* TASK DIRECTIONS
Starting at the line that contains "Target: dome ceiling light", print every remaining line of the entries, unchanged, and output nothing more.

(Region pointing data)
------------------------
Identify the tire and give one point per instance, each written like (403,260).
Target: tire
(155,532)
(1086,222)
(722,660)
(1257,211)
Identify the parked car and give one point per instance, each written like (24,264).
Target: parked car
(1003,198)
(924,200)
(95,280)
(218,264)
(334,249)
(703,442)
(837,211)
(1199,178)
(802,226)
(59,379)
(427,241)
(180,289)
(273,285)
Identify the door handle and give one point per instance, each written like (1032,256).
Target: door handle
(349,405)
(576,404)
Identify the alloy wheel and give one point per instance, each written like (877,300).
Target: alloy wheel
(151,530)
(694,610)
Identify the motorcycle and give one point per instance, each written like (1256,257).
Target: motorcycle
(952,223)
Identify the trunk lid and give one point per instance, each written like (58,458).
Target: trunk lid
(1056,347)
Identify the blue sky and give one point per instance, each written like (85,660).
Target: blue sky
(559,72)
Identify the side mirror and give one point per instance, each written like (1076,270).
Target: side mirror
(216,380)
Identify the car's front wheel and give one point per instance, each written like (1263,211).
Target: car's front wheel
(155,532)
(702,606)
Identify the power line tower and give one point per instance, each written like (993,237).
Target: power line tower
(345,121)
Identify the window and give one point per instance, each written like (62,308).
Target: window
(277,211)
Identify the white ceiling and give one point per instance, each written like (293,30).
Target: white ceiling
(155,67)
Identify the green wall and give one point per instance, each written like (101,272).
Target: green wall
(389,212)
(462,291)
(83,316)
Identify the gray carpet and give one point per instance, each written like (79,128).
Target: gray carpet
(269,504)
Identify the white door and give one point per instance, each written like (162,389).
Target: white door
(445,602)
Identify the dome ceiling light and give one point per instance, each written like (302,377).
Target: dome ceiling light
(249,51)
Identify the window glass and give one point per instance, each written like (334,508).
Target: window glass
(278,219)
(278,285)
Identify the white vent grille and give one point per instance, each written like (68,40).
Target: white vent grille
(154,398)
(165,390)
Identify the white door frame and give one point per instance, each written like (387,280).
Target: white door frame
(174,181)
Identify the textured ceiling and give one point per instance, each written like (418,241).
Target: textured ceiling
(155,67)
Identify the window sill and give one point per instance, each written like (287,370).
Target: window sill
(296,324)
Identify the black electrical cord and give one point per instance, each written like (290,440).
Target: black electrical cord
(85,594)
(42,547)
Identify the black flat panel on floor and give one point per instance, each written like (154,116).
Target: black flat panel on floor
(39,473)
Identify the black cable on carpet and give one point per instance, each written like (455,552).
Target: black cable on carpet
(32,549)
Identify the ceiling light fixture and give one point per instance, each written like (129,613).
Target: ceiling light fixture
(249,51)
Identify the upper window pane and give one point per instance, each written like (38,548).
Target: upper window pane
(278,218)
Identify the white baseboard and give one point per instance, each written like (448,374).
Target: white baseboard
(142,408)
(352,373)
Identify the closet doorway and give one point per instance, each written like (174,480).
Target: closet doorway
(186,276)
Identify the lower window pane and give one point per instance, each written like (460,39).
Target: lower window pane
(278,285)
------------------------
* SOLUTION FOR THIS EXERCISE
Target: dome ceiling light
(249,51)
Identify the window glass and give one point per instance, each written like (334,508).
Target: window glass
(278,219)
(278,285)
Identify the white vent grille and give one point per instance, each written like (68,40).
Target: white vent grille
(154,398)
(165,390)
Identify the white door frame and give one point per instance, each written like (387,280).
Target: white door frame
(174,181)
Identify the textured ceiling and give one point per instance, each written like (418,241).
Target: textured ceiling
(155,67)
Identify the window sill and give one point per instance, each written like (287,370).
Target: window sill
(296,324)
Identify the black electrical cord and give one point per instance, each written like (290,440).
Target: black electrical cord
(85,594)
(42,547)
Identify the black flat panel on floor and give one point per instance, each written like (154,116).
Target: black flat panel on floor
(39,473)
Identify the black cable on carpet and give one point per instance, each written like (455,552).
Target: black cable on carpet
(32,549)
Identify the ceiling light fixture and give one point per instance, each written like (129,613).
Target: ceiling light fixture
(249,51)
Identify the upper window pane and give one point per instance, each written like (38,548).
Target: upper window pane
(278,218)
Identify the white baseboard and give one point per instance, each written like (448,374).
Target: white baseboard
(142,408)
(352,373)
Identify the closet doorway and give one point per instance, each written like (174,480).
Target: closet doorway
(186,276)
Identify the lower window pane and give one point per instance, each written like (460,39).
Target: lower window pane
(278,285)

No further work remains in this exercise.